What you are asked to do: Everything from the line containing "[tag] beer bottle: a pin per instance" to the end of the listing is to be set down exactly, both ends included, and nothing before it.

Input records:

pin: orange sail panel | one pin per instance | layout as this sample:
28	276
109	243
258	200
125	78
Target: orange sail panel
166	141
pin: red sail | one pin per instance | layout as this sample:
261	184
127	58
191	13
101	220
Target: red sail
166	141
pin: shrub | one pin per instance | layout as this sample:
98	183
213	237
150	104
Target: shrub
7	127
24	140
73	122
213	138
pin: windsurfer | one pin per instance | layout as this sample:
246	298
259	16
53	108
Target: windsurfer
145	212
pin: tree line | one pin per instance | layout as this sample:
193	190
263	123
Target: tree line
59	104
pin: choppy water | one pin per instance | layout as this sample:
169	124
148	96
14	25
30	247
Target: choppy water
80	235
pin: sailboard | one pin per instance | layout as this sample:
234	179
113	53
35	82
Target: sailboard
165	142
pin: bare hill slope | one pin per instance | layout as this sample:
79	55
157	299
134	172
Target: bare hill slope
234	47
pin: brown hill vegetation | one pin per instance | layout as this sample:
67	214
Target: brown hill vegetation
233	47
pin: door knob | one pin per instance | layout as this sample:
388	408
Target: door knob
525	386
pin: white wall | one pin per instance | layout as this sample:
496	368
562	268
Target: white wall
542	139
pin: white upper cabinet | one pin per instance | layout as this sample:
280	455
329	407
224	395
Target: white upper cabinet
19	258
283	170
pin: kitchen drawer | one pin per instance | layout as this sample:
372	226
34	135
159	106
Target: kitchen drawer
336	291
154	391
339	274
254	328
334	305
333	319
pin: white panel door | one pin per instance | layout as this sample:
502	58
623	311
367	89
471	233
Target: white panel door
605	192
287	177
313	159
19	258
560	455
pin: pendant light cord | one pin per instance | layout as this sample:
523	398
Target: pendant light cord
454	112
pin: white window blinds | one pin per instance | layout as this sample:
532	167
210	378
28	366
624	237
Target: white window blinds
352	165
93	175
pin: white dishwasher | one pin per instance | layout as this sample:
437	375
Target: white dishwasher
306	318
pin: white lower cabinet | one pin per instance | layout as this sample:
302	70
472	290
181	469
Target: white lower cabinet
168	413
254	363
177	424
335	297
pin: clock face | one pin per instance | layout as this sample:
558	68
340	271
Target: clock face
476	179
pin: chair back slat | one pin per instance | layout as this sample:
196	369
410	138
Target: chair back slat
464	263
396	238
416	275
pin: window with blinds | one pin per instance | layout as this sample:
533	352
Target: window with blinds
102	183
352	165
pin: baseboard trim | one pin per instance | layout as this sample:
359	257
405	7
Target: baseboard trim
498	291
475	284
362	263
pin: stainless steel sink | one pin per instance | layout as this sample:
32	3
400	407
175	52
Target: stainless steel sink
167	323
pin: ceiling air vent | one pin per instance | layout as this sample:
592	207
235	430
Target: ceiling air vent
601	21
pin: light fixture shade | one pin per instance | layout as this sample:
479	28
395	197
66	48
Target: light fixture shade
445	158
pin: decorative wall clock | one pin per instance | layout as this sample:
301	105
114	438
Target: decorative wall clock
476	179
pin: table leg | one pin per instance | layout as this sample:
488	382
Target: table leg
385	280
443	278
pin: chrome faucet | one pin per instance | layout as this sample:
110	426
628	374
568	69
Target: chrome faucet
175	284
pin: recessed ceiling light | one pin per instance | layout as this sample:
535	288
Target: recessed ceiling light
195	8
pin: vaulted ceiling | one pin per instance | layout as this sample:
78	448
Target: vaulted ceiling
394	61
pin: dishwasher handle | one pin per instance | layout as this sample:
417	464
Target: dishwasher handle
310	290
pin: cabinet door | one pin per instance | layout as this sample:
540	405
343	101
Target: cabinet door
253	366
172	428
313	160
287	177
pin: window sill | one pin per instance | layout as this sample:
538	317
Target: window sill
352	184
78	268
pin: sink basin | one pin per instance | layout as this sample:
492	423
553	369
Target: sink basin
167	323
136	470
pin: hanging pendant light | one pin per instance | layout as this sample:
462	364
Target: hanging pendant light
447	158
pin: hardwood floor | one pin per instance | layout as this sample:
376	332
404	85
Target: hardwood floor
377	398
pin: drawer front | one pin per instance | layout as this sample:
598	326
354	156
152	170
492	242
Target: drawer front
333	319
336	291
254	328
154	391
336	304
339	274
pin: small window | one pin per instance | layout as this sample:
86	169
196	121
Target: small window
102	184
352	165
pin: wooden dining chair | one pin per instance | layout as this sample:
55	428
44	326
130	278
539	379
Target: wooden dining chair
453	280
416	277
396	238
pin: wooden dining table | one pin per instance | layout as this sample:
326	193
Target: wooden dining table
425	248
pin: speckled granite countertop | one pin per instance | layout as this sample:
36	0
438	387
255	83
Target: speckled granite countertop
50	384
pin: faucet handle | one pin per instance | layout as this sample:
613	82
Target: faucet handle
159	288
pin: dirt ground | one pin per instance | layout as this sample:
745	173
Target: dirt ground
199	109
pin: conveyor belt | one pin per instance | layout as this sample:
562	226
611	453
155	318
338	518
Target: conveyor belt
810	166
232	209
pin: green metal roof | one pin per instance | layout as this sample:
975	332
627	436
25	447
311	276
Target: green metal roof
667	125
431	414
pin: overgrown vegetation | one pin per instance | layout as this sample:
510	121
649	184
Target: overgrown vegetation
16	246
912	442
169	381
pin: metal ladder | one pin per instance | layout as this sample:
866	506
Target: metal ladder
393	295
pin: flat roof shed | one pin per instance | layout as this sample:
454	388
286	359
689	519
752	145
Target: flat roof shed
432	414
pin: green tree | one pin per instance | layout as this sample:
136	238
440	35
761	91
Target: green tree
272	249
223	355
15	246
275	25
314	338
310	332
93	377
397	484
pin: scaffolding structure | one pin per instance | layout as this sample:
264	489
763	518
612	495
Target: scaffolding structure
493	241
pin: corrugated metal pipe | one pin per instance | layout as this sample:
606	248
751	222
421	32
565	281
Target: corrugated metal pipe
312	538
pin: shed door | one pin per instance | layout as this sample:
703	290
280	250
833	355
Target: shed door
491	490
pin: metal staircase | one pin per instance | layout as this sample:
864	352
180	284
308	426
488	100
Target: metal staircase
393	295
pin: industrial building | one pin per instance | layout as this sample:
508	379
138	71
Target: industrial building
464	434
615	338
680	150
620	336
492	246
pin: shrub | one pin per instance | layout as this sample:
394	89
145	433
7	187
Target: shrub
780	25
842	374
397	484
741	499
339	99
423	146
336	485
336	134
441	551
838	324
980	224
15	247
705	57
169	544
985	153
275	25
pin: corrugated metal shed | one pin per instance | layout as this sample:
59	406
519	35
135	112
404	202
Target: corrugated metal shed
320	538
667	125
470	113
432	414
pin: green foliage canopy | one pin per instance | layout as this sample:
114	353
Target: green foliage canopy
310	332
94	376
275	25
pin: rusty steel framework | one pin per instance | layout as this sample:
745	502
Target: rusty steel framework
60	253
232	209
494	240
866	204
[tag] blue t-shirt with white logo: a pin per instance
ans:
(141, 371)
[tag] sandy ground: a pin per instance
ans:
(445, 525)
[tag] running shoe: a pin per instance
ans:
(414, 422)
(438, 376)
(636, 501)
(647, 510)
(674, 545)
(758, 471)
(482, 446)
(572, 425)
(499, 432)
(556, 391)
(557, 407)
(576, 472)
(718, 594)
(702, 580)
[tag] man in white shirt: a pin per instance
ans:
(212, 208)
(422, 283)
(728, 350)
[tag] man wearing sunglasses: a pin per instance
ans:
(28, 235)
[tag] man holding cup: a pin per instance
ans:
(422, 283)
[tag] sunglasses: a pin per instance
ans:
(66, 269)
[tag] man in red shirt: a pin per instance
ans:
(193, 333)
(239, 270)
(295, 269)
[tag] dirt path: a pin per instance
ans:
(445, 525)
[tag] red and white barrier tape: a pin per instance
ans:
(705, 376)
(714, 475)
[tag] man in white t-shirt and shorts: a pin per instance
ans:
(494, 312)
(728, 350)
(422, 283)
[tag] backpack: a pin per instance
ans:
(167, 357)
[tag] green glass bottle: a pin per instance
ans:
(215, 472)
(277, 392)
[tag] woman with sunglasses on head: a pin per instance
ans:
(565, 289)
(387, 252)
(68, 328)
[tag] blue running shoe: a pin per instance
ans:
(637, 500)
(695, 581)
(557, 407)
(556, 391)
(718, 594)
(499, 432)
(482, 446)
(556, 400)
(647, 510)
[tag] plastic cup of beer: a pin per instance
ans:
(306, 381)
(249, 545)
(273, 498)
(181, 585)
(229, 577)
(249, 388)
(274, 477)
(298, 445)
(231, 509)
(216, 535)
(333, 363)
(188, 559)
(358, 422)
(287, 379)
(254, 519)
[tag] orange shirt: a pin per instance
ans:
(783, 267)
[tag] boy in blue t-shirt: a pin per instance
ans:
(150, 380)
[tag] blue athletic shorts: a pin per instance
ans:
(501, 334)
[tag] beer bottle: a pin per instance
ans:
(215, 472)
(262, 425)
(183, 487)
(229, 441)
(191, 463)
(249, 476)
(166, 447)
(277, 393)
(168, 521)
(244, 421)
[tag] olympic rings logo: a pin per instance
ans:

Answer area:
[tag] beer bottle: a pin per instance
ans:
(215, 472)
(262, 425)
(183, 487)
(229, 441)
(191, 463)
(249, 476)
(166, 447)
(277, 393)
(168, 521)
(244, 421)
[tag] olympic rings logo: a pin per instance
ans:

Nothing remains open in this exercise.